BEGIN DATA TO USE

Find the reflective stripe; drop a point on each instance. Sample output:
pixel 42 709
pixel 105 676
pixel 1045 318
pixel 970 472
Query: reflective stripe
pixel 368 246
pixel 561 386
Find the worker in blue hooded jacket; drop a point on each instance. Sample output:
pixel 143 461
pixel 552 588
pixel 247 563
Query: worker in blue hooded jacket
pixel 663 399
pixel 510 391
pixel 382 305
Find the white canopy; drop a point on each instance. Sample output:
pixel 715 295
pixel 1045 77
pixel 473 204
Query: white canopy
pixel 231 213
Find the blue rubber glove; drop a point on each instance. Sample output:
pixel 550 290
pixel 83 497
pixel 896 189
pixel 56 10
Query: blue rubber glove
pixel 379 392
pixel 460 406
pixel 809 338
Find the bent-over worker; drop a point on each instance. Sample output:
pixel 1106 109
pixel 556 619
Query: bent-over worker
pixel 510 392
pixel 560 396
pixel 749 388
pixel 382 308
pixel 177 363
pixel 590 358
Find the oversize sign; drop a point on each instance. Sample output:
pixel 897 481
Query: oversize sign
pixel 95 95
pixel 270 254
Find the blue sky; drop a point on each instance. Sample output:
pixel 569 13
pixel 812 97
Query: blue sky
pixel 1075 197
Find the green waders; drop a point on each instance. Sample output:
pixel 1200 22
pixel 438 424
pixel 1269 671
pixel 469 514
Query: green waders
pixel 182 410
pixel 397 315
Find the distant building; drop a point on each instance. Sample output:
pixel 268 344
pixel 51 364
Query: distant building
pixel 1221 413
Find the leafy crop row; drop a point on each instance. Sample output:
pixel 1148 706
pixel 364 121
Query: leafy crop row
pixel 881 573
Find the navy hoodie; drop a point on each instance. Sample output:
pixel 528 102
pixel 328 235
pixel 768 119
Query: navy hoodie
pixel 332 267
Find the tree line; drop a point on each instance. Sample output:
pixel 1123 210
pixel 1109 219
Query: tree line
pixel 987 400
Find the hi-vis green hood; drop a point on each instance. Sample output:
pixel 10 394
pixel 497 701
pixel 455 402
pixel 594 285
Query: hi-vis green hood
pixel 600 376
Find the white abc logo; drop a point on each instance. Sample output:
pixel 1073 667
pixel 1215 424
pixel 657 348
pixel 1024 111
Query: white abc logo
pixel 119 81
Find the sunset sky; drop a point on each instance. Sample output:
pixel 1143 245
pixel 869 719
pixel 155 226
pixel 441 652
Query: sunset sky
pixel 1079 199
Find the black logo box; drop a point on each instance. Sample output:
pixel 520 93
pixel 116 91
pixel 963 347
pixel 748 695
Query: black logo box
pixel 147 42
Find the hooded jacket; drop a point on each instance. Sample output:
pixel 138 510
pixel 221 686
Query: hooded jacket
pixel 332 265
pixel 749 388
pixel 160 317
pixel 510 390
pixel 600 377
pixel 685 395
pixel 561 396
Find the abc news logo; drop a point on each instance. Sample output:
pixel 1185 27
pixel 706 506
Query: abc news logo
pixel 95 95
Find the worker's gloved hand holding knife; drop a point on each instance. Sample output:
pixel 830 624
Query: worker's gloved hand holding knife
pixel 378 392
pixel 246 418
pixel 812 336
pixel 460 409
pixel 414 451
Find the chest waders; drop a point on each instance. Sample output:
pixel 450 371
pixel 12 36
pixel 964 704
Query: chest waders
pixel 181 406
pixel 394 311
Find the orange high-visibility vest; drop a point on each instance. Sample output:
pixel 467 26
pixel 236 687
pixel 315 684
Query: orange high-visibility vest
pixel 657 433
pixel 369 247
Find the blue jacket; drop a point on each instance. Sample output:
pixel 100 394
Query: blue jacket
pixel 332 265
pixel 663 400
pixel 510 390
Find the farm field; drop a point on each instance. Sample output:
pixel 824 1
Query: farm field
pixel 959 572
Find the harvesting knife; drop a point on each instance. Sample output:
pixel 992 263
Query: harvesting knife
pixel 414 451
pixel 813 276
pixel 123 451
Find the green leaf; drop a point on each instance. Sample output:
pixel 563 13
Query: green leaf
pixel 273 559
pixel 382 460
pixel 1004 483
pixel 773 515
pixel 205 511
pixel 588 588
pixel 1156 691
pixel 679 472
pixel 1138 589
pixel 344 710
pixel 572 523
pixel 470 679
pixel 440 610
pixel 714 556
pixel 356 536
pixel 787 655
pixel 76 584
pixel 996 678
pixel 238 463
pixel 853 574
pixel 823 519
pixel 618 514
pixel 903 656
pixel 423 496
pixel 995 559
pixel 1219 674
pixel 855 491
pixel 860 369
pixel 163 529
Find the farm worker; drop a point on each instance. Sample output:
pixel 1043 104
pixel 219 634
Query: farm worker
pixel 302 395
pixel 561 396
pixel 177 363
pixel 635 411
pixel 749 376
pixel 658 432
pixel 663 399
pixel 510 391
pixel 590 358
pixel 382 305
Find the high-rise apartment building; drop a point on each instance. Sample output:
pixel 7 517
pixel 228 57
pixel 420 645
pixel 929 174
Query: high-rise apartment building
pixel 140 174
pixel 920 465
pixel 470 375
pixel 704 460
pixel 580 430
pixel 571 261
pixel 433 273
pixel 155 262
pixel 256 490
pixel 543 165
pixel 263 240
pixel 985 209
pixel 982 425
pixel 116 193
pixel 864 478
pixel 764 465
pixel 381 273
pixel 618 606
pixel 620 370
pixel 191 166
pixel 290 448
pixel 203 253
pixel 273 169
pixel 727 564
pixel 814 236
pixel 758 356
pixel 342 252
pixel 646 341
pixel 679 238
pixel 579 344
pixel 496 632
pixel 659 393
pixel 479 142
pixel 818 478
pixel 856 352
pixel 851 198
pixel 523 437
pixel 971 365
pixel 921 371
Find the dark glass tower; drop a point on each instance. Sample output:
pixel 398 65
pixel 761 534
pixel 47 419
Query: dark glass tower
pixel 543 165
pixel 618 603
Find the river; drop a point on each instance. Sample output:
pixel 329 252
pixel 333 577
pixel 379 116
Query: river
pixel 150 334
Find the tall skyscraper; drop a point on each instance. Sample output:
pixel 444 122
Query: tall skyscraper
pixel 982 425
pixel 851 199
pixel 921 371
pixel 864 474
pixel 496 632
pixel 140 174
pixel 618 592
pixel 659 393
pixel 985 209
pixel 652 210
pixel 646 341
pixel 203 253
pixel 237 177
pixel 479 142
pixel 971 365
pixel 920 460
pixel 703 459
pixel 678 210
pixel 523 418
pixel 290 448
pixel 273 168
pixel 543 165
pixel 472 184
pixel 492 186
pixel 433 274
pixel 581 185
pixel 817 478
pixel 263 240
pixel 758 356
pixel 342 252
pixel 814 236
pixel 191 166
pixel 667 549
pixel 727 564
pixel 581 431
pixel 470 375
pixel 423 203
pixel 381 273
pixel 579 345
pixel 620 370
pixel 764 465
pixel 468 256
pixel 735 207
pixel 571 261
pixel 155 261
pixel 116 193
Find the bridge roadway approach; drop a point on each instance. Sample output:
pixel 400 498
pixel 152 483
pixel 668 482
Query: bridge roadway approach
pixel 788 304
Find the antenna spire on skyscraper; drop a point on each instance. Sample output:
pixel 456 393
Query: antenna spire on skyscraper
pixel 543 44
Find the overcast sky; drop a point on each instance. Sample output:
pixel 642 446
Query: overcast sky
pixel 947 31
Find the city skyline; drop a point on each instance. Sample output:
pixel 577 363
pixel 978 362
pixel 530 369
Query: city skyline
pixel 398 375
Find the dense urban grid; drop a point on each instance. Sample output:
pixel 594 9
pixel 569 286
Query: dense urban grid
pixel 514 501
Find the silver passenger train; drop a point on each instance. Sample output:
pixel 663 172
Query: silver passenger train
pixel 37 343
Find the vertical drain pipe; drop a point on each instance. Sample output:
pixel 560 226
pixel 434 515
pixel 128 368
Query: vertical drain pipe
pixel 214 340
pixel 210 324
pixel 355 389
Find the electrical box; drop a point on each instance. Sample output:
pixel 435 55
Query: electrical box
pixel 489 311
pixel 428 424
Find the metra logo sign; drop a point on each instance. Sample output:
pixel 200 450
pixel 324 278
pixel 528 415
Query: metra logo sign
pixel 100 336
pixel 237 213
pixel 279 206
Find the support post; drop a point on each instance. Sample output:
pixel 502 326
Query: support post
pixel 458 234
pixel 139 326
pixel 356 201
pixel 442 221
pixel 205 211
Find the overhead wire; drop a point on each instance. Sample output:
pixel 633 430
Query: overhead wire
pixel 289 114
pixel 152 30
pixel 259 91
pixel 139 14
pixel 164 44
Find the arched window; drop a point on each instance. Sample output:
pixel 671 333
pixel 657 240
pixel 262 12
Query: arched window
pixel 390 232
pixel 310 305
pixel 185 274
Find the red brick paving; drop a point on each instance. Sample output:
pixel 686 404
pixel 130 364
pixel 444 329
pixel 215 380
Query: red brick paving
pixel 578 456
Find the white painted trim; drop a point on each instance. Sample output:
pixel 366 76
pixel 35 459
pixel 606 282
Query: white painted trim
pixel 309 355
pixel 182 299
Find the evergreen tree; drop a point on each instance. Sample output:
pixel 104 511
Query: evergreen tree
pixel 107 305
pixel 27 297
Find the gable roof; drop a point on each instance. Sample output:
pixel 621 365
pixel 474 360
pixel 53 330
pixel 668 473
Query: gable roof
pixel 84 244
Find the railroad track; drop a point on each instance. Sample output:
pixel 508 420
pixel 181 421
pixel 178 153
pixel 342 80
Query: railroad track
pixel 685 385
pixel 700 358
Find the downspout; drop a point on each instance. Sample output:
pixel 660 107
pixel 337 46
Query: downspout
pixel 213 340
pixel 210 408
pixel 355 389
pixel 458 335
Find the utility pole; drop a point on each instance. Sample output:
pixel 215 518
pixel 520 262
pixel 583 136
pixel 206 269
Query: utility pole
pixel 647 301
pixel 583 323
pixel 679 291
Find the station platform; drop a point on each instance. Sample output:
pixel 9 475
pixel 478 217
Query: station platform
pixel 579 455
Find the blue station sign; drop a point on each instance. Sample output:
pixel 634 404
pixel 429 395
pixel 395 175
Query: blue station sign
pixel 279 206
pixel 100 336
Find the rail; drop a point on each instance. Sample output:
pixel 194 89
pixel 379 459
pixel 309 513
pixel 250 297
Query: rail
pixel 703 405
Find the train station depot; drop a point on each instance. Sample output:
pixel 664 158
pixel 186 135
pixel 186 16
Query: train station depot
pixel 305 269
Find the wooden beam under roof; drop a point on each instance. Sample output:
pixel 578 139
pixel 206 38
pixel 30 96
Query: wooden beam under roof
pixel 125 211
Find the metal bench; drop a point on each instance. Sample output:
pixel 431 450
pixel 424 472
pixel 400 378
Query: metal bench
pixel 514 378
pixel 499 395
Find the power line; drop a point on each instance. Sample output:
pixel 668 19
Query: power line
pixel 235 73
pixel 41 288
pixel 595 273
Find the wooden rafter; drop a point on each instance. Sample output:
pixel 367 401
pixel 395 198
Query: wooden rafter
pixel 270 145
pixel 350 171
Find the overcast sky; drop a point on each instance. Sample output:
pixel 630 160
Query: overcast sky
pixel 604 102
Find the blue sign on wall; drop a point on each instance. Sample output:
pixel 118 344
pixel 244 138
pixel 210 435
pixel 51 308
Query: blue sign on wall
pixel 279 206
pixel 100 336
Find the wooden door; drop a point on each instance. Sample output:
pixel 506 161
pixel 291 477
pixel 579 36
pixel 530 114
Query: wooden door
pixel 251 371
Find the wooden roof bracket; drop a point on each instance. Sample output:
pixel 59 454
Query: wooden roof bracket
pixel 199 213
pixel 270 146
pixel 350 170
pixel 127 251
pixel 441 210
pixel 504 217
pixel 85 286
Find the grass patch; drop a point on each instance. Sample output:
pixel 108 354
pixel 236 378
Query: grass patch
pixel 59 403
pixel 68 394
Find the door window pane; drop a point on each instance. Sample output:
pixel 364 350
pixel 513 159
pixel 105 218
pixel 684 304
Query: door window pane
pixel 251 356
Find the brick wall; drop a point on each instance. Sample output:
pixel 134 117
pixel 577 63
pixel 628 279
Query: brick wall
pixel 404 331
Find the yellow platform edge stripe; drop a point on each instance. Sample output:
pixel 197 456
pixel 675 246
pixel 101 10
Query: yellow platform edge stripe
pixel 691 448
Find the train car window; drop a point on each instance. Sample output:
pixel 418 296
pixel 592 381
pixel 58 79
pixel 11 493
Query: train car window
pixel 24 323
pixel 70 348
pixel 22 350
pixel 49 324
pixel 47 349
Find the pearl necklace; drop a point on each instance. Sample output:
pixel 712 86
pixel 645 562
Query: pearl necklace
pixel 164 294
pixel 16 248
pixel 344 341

END DATA TO USE

WHAT IS NEEDED -> Recast the stretch of rows from the line containing "Find the wooden roof" through the line containing "pixel 68 394" as a JSON list of strings, one string per line and no blank lines.

FINAL RESULT ->
[
  "Find the wooden roof bracket; drop a point on each instance. Sample output:",
  "pixel 59 454",
  "Query: wooden roof bracket",
  "pixel 199 213",
  "pixel 270 146",
  "pixel 350 170",
  "pixel 127 251",
  "pixel 441 210",
  "pixel 504 217",
  "pixel 85 286",
  "Find the grass patch; drop a point on each instance. Sample output:",
  "pixel 108 354",
  "pixel 236 378",
  "Query: grass patch",
  "pixel 59 403",
  "pixel 68 394"
]